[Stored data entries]
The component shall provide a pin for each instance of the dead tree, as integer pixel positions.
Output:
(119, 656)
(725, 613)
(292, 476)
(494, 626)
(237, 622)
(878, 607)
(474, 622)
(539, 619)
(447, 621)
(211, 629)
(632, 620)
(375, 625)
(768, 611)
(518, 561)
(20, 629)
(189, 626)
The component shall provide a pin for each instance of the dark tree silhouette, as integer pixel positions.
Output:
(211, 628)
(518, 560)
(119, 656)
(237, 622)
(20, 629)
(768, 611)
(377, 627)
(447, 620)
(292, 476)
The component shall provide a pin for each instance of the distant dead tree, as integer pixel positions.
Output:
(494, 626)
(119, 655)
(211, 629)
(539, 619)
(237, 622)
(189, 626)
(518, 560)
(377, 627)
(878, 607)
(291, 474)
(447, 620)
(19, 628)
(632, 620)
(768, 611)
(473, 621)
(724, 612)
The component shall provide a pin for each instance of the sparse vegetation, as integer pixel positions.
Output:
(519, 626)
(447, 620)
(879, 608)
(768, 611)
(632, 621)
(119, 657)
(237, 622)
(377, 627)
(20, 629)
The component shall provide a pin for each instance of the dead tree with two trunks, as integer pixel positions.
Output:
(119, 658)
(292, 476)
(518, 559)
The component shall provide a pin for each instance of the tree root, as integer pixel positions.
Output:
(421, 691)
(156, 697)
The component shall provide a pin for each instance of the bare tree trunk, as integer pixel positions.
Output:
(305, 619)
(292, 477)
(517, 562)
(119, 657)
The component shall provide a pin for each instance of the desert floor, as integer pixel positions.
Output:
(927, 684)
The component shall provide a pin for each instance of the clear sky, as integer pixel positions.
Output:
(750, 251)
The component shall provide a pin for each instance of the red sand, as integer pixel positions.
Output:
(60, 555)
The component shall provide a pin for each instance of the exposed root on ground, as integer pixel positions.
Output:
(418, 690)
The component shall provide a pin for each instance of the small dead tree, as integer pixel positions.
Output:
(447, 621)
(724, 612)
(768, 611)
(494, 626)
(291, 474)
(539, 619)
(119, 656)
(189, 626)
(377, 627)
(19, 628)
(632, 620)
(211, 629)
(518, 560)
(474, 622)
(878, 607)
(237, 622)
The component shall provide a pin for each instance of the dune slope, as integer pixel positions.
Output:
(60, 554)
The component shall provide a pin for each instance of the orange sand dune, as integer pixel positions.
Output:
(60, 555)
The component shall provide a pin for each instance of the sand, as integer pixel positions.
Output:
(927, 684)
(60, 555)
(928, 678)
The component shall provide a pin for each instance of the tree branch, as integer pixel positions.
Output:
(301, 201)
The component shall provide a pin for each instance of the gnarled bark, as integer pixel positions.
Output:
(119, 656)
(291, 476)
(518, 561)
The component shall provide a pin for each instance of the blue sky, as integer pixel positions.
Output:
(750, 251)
...
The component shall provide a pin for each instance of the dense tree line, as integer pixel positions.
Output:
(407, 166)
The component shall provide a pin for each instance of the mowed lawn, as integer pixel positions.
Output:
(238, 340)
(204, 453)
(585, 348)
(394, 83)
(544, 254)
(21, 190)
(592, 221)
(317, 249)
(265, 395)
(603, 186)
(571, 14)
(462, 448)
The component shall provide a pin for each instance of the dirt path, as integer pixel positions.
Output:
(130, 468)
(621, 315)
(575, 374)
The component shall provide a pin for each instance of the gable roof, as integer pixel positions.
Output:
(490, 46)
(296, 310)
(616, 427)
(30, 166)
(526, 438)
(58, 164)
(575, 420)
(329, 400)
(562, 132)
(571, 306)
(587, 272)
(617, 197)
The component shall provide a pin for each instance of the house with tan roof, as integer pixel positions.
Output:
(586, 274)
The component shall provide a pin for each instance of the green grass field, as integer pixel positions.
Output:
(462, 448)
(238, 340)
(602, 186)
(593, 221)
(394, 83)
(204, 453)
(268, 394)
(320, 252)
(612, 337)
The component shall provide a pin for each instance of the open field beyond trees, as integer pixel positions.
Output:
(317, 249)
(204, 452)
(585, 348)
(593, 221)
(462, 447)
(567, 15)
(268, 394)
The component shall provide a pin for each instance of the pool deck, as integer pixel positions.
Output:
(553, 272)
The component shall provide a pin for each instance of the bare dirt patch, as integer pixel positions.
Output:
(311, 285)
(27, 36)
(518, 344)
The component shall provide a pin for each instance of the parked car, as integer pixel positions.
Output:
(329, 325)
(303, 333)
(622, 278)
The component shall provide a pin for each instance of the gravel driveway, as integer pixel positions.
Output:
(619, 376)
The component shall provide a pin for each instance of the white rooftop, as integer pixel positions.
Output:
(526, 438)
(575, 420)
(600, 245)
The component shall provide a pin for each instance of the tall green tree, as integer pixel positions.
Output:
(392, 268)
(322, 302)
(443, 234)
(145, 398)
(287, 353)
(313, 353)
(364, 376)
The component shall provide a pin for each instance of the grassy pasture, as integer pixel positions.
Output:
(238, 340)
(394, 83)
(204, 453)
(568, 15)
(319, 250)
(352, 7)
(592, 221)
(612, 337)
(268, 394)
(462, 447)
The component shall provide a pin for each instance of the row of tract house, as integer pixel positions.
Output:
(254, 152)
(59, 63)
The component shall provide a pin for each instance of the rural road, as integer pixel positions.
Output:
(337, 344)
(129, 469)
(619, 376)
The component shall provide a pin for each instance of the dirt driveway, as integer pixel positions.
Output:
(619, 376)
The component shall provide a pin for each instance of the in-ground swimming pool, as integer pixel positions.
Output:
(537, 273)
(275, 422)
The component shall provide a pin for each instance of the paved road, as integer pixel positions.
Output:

* **The request**
Select every line in the entries that contains the word "driveway", treating uppercase and lowercase as different.

* **Output for this task**
The component shall provide a pin for each instance of the gravel driveway, as integer pixel positions.
The component shall provide a pin for each instance of the dirt driveway, as integer pixel positions.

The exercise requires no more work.